**任务目标 1**
用两句话概括下面这篇双人走遍网格的解题文章。

**所给文段**
'''

题意:A和B两个人从1个点出发,问走遍整张图最少要多少时间
思路:
用dis[x1][y1][x2][y2][statu]:A在(x1,y1),B在(x2,y2)遍历过点用statu的二进制状态表示
接下来暴力bfs
用二进制来表示转移过的点。还有vis数组标记一定要写在入队的地方,写在出队的地方复杂度翻一番
#include <bits/stdc++.h>
#pragma GCC optimize(2)
#pragma GCC optimize(3)
#pragma GCC optimize(4)
using namespace std;
typedef long long ll;
template <class T>
bool sf(T &ret){ //Faster Input
char c; int sgn; T bit=0.1;
if(c=getchar(),c==EOF) return 0;
while(c!='-'&&c!='.'&&(c<'0'||c>'9')) c=getchar();
sgn=(c=='-')?-1:1;
ret=(c=='-')?0:(c-'0');
while(c=getchar(),c>='0'&&c<='9') ret=ret*10+(c-'0');
if(c==' '||c=='\n'){ ret*=sgn; return 1; }
while(c=getchar(),c>='0'&&c<='9') ret+=(c-'0')*bit,bit/=10;
ret*=sgn;
return 1;
}
int all,sx,sy,n,m;
char mp[5][5];
int HASH(int i , int j){
return 1<<((i-1)*m+j);
}
struct node{
int x1,y1,x2,y2,s;
};
int dir[4][2]={1,0,-1,0,0,1,0,-1};
bool vis[5][5][5][5][1<<17];
int dis[5][5][5][5][1<<17];
bool check(int x,int y){
if(x>=1&&x<=n&&y>=1&&y<=m) return true;
return false;
}
ll cnt;
int bfs(){
queue <node> q;
q.push((node){sx,sy,sx,sy,HASH(sx,sy)});
while(!q.empty()){
node now=q.front();
q.pop();
if(now.s==all){
return dis[now.x1][now.y1][now.x2][now.y2][now.s];
}
// vis如果写在这里,很多点会反复入队。

'''

位置标注条目:
'''

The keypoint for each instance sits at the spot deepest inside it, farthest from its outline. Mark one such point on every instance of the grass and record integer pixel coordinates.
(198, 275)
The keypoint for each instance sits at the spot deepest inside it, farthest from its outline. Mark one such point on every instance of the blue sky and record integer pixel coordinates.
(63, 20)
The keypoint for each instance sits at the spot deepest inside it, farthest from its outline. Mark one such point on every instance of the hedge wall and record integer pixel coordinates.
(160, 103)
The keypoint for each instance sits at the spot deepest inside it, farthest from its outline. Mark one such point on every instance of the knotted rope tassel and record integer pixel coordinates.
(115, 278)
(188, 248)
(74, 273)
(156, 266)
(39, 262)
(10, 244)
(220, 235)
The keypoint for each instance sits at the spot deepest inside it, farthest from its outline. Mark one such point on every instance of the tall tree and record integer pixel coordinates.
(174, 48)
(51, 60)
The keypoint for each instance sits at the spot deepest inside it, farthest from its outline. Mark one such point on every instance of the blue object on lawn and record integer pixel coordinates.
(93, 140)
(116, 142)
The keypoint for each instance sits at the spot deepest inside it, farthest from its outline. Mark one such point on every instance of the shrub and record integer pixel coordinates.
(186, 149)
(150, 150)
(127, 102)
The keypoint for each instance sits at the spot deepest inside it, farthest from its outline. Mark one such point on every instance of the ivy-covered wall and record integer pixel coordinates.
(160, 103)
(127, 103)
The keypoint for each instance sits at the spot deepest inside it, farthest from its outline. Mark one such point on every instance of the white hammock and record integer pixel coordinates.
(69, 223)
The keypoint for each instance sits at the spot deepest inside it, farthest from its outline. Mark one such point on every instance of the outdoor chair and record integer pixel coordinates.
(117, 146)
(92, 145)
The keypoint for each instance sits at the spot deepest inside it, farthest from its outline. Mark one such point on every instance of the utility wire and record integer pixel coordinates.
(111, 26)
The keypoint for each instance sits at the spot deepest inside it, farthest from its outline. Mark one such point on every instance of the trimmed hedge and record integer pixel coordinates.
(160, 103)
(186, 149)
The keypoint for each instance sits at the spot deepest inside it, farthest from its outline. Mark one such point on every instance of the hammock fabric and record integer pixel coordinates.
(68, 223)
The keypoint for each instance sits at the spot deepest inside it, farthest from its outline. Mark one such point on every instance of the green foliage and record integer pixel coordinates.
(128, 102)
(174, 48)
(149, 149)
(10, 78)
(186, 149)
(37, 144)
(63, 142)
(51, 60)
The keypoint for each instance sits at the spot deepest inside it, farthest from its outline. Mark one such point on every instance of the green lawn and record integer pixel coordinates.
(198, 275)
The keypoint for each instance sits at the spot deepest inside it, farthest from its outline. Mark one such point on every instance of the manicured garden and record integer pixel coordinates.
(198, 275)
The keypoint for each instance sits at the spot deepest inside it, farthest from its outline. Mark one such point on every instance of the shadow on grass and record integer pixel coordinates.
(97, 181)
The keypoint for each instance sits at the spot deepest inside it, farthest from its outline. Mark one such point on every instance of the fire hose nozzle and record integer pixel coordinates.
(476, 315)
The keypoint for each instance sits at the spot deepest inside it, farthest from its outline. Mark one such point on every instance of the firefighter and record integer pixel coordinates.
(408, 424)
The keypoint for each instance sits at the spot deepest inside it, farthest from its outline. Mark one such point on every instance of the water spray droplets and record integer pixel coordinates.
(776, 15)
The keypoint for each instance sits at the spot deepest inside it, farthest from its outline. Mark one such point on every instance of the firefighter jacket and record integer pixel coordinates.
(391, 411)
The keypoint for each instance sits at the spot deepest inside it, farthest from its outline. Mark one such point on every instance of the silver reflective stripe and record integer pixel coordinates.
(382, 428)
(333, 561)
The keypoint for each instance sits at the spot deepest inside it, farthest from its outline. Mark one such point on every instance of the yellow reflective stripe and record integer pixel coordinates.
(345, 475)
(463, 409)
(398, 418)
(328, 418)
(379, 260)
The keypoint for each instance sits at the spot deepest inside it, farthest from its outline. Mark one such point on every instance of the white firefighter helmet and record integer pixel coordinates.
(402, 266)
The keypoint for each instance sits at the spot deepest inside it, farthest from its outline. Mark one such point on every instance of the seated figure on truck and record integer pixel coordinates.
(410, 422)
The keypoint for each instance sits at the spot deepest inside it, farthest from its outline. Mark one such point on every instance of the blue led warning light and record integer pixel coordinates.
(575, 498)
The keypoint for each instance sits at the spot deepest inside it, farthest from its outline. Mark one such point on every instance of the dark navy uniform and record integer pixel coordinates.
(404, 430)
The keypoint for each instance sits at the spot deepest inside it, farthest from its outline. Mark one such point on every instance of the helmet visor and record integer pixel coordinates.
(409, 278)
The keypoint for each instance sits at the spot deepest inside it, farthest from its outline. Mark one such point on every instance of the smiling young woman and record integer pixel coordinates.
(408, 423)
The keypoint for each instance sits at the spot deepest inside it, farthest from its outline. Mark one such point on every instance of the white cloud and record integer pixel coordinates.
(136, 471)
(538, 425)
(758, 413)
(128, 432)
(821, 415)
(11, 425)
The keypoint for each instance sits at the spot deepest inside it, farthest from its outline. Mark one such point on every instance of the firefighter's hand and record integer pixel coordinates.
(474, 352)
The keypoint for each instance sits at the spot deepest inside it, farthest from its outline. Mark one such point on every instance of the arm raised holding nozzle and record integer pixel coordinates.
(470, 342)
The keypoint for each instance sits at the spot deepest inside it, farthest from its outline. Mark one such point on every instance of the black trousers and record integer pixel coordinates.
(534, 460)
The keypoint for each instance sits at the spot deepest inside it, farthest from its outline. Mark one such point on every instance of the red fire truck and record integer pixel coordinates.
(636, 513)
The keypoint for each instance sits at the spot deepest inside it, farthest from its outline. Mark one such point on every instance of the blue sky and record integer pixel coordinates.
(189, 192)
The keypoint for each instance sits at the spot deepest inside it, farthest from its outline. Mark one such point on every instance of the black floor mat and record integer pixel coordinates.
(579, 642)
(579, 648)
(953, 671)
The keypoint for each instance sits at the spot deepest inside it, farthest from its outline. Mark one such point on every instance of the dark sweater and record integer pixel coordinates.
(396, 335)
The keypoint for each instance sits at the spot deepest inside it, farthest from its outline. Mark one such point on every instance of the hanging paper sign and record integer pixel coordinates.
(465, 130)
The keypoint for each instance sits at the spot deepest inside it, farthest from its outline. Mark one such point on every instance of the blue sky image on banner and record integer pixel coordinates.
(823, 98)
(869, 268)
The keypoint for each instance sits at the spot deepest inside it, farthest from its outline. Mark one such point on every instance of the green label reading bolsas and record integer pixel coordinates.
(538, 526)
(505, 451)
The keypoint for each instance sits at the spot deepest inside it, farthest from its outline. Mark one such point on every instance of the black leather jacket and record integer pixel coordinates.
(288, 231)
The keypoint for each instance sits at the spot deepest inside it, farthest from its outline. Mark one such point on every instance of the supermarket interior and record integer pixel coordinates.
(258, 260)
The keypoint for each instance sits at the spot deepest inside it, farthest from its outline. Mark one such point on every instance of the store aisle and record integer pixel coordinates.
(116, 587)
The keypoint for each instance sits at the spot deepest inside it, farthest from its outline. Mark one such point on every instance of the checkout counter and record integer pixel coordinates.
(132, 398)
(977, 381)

'''

**任务目标 2**
把条目中从含有"bolsas and record integer pixel coordinates."的那一行起、一直到条目最后一行为止(首尾都算)的各行重新写出来。答案里的坐标统一平移,每个数都加上-110,其余文字照原样保留。

**书面回答 1**
这道题让A和B两人从同一个点出发,求走遍整张图最少要花多少时间。做法是用dis[x1][y1][x2][y2][statu]记下两人的位置和用二进制表示的已走过的点,然后暴力BFS,而且vis标记一定要写在入队的地方,写在出队的地方复杂度会翻一番。

**书面回答 2**
The keypoint for each instance sits at the spot deepest inside it, farthest from its outline. Mark one such point on every instance of the green label reading bolsas and record integer pixel coordinates.
(428, 416)
(395, 341)
The keypoint for each instance sits at the spot deepest inside it, farthest from its outline. Mark one such point on every instance of the black leather jacket and record integer pixel coordinates.
(178, 121)
The keypoint for each instance sits at the spot deepest inside it, farthest from its outline. Mark one such point on every instance of the supermarket interior and record integer pixel coordinates.
(148, 150)
The keypoint for each instance sits at the spot deepest inside it, farthest from its outline. Mark one such point on every instance of the store aisle and record integer pixel coordinates.
(6, 477)
The keypoint for each instance sits at the spot deepest inside it, farthest from its outline. Mark one such point on every instance of the checkout counter and record integer pixel coordinates.
(22, 288)
(867, 271)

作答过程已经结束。